Reproduce the entries exactly, beginning with the line containing "fin in this photo." and ending with their last line, both included.

* * *

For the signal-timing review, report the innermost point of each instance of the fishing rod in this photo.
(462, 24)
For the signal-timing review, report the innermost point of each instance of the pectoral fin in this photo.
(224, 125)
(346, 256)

* * *

RESPONSE TO THE TASK:
For the signal-timing review, report the innermost point of each instance of the pectoral fin in this photo.
(224, 125)
(346, 256)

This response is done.